# WHAT TO PRODUCE:
Give the entries again exactly. Skip the pictures.

────

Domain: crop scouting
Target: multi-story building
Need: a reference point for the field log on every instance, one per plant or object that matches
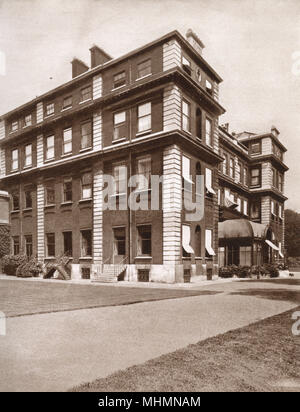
(251, 199)
(154, 111)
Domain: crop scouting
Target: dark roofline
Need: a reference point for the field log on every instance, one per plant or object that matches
(233, 139)
(94, 46)
(98, 69)
(269, 134)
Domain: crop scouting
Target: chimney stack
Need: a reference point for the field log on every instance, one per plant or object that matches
(98, 56)
(78, 67)
(194, 41)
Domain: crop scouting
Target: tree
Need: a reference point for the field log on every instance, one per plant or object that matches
(292, 233)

────

# SOLUTION BELOW:
Domain: crop scouting
Target: multi-story building
Need: a reference point for the field log on every instance, one per plant or object that matches
(251, 199)
(154, 111)
Domain: crop scouting
Target: dark roofline
Need: a reference point for the field log on every instance, one per plant or object that matches
(233, 139)
(94, 46)
(98, 69)
(269, 134)
Domain: crop scouting
Target: chimney stack
Need: a reference point for the field log on every instance, one per plant or object that matches
(98, 56)
(78, 67)
(194, 41)
Domain: crop scouting
Target: tree
Need: a reference point for the field log on every instance, one per plant or object that matches
(292, 233)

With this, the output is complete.